- [Extract]

BEGIN

Information for Coaches
Coaches are presented with the unique opportunity to nurture the development and growth of young athletes. While on the playing field, coaches are often ultimately responsible for the healthcare of their players. While practice and game preparation is key, so is having a plan in place for how acute injuries will be handled.
The National Federation of State High School Association has posted a free online course for coaches. Click here to view “Concussion in Sports – What You Need to Know.”
Head’s Up: Concussion in Youth Sports is a program that was established by the Centers for Disease Control to help educate athletes, parents, coaches, and clinicians. Visit the CDC website for free materials!
Having an emergency action plan in place for your practices and competitions is important. If you haven’t already, consider developing a venue-specific emergency action plan for your sports organization. It is the best interest of your participants’ safety to put this plan in writing, post it in a conspicuous location, and rehearse the plan annually to ensure that everyone involved knows his/her role in executing the plan.
Visit the Gfeller-Waller Concussion Awareness Act site to get more information on EAPs and to view a sample emergency action plan.
FAQ for Coaches
What are some of the signs and symptoms of a concussion?

END

- [Information given]
BEGIN

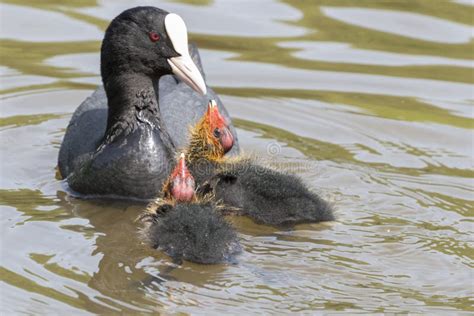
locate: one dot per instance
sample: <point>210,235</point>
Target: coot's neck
<point>133,103</point>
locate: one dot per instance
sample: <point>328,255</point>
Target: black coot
<point>121,141</point>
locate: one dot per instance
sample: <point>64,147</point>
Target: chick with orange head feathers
<point>211,137</point>
<point>266,195</point>
<point>186,227</point>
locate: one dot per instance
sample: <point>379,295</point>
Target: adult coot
<point>266,195</point>
<point>186,227</point>
<point>121,141</point>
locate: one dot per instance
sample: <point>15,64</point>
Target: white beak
<point>183,66</point>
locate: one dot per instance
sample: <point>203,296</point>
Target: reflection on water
<point>370,102</point>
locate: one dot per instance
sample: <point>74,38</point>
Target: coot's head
<point>149,41</point>
<point>180,185</point>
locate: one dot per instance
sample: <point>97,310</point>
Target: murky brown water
<point>370,101</point>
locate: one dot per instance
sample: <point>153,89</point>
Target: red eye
<point>154,36</point>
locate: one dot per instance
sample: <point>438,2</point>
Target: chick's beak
<point>226,139</point>
<point>182,182</point>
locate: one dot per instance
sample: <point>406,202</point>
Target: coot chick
<point>121,142</point>
<point>186,227</point>
<point>267,196</point>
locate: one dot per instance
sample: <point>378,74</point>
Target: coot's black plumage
<point>186,227</point>
<point>268,196</point>
<point>121,141</point>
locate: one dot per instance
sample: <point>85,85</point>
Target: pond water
<point>371,102</point>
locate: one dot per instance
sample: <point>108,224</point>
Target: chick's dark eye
<point>154,36</point>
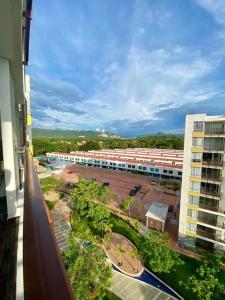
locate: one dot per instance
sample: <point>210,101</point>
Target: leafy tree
<point>134,254</point>
<point>88,270</point>
<point>120,251</point>
<point>204,283</point>
<point>51,183</point>
<point>90,145</point>
<point>156,253</point>
<point>126,203</point>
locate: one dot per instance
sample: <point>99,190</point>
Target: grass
<point>120,226</point>
<point>178,273</point>
<point>51,204</point>
<point>111,296</point>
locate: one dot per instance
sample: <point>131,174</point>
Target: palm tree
<point>134,254</point>
<point>120,250</point>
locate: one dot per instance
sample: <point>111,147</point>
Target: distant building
<point>157,163</point>
<point>202,207</point>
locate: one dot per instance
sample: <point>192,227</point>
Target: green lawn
<point>120,226</point>
<point>179,273</point>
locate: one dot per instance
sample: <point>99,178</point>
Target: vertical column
<point>7,138</point>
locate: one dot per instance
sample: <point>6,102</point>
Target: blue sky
<point>129,67</point>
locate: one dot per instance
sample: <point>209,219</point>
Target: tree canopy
<point>156,253</point>
<point>87,268</point>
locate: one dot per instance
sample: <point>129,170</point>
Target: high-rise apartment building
<point>202,206</point>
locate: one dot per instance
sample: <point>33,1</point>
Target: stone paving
<point>128,288</point>
<point>61,214</point>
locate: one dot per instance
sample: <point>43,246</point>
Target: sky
<point>131,67</point>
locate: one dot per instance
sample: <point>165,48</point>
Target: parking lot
<point>122,183</point>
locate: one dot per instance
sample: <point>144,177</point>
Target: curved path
<point>126,288</point>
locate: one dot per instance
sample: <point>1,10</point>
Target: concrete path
<point>128,288</point>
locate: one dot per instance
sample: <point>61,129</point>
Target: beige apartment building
<point>202,205</point>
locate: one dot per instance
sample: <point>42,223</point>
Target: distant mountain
<point>59,133</point>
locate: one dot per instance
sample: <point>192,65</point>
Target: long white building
<point>158,163</point>
<point>202,209</point>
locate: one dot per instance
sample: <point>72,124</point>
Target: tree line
<point>43,145</point>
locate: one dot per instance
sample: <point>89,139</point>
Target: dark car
<point>137,187</point>
<point>133,192</point>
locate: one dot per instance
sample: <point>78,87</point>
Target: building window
<point>197,142</point>
<point>192,213</point>
<point>195,186</point>
<point>196,172</point>
<point>196,157</point>
<point>191,227</point>
<point>193,200</point>
<point>198,126</point>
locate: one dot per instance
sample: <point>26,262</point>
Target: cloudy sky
<point>126,66</point>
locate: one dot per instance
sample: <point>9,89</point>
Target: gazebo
<point>156,215</point>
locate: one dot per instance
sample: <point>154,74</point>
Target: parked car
<point>133,192</point>
<point>137,187</point>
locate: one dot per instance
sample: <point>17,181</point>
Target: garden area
<point>87,266</point>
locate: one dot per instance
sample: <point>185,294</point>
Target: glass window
<point>196,157</point>
<point>198,126</point>
<point>191,227</point>
<point>195,186</point>
<point>196,172</point>
<point>197,142</point>
<point>193,200</point>
<point>192,213</point>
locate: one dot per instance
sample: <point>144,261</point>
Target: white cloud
<point>216,8</point>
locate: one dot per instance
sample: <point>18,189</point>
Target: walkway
<point>128,288</point>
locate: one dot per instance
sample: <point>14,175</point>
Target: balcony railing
<point>44,273</point>
<point>214,131</point>
<point>205,234</point>
<point>210,192</point>
<point>210,236</point>
<point>211,208</point>
<point>212,177</point>
<point>216,163</point>
<point>207,221</point>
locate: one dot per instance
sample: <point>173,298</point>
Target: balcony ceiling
<point>11,41</point>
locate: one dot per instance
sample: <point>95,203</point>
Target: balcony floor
<point>8,256</point>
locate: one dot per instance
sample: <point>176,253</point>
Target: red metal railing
<point>44,273</point>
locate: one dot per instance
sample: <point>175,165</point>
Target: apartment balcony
<point>210,163</point>
<point>220,132</point>
<point>205,234</point>
<point>211,208</point>
<point>210,236</point>
<point>207,221</point>
<point>214,178</point>
<point>208,192</point>
<point>44,273</point>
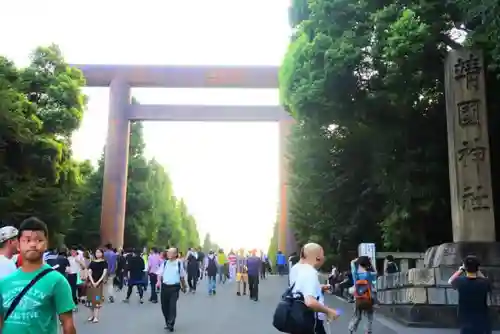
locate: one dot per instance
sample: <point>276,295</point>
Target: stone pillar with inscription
<point>422,296</point>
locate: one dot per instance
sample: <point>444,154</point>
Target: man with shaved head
<point>304,279</point>
<point>171,278</point>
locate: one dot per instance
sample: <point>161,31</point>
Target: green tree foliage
<point>273,244</point>
<point>40,106</point>
<point>154,216</point>
<point>364,81</point>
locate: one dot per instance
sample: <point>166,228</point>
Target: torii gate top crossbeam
<point>170,76</point>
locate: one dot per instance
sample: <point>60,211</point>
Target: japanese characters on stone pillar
<point>468,147</point>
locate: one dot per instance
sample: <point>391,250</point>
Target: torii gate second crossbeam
<point>120,79</point>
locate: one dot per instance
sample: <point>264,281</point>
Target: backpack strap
<point>18,298</point>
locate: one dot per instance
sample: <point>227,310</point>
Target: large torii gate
<point>120,79</point>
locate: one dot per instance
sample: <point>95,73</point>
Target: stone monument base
<point>430,316</point>
<point>423,297</point>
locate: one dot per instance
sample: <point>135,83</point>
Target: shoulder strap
<point>18,298</point>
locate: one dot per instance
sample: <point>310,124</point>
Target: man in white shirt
<point>304,278</point>
<point>8,247</point>
<point>171,277</point>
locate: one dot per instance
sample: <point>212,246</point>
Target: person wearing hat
<point>8,247</point>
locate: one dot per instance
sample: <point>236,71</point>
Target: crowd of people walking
<point>89,278</point>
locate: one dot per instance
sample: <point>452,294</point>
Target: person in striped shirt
<point>241,274</point>
<point>233,259</point>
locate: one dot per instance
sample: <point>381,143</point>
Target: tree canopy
<point>368,153</point>
<point>40,107</point>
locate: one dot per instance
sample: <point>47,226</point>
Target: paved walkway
<point>222,313</point>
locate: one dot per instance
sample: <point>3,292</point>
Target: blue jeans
<point>211,283</point>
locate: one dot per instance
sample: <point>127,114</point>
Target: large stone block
<point>403,279</point>
<point>431,316</point>
<point>443,274</point>
<point>452,254</point>
<point>436,296</point>
<point>412,296</point>
<point>421,277</point>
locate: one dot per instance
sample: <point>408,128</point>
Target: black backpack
<point>211,267</point>
<point>292,315</point>
<point>201,256</point>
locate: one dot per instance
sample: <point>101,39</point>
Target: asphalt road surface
<point>224,313</point>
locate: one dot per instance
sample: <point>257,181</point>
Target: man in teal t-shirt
<point>48,302</point>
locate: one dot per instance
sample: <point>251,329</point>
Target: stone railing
<point>422,297</point>
<point>405,260</point>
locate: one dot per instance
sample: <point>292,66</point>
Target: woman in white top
<point>74,269</point>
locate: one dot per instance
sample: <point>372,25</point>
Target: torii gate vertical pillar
<point>286,240</point>
<point>114,191</point>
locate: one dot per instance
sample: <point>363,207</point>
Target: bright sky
<point>226,172</point>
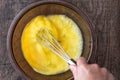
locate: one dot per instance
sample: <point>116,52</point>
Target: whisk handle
<point>72,62</point>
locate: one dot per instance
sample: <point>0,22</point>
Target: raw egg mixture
<point>65,31</point>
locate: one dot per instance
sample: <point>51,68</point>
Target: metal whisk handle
<point>71,62</point>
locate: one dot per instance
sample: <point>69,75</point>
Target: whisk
<point>45,37</point>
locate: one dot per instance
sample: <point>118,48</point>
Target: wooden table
<point>104,14</point>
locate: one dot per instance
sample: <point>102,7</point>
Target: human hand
<point>84,71</point>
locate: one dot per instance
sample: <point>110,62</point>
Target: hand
<point>84,71</point>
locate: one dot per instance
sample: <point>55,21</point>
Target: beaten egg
<point>40,58</point>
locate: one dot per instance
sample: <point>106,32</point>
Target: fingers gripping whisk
<point>45,37</point>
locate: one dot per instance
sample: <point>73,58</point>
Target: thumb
<point>73,68</point>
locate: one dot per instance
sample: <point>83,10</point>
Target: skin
<point>84,71</point>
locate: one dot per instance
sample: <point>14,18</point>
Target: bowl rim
<point>27,8</point>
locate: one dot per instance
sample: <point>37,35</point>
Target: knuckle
<point>104,69</point>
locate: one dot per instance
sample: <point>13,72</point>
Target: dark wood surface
<point>104,14</point>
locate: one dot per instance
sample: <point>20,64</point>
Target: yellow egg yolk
<point>40,58</point>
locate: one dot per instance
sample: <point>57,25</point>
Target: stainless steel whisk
<point>45,37</point>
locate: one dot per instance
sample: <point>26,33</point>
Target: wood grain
<point>105,15</point>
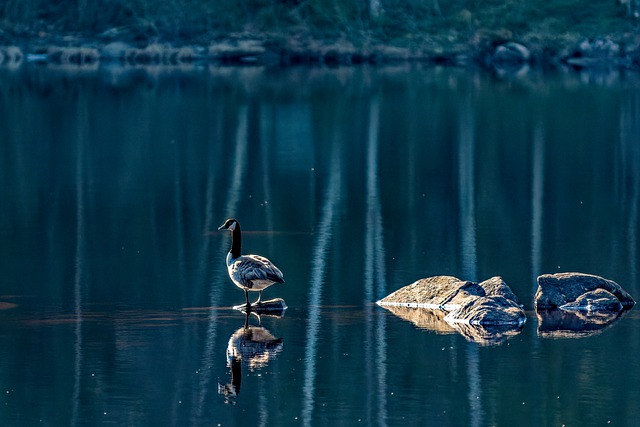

END

- [What to work on]
1 > Quote the coaches' information page, starting with "Head’s Up: Concussion" and going on through "executing the plan.".
2 > Write what comes next in the coaches' information page, picking up after its final line.
The listing is separate material and has no connection to the coaches' information page.

- [Answers in order]
1 >
Head’s Up: Concussion in Youth Sports is a program that was established by the Centers for Disease Control to help educate athletes, parents, coaches, and clinicians. Visit the CDC website for free materials!
Having an emergency action plan in place for your practices and competitions is important. If you haven’t already, consider developing a venue-specific emergency action plan for your sports organization. It is the best interest of your participants’ safety to put this plan in writing, post it in a conspicuous location, and rehearse the plan annually to ensure that everyone involved knows his/her role in executing the plan.

2 >
Signs and symptoms of concussion can, and will, vary from athlete to athlete. They may develop immediately or they may develop after a few hours.
Some common signs and symptoms include:
Nausea or vomiting
Sensitivity to light or sound
Drowsiness or fatigue
Dazed, confused appearance
Slow to answer questions or follow directions
When should I suspect a concussion?
If your athlete demonstrates any of the signs & symptoms listed above after a blow to the head or elsewhere on the body, be suspicious that a concussion has occurred. “When in doubt, sit them out.”
What should I do if I suspect a concussion?
Remove that player from activity and do not let them return until they have been evaluated by a healthcare provider (Certified Athletic Trainer, Physician).
My player didn’t take a direct blow to the head. Is it still possible for him/her to have sustained a concussion?
Yes! Even a blow to somewhere else on the body, such as the chest or back, can transmit enough force to cause the brain to move within the skull.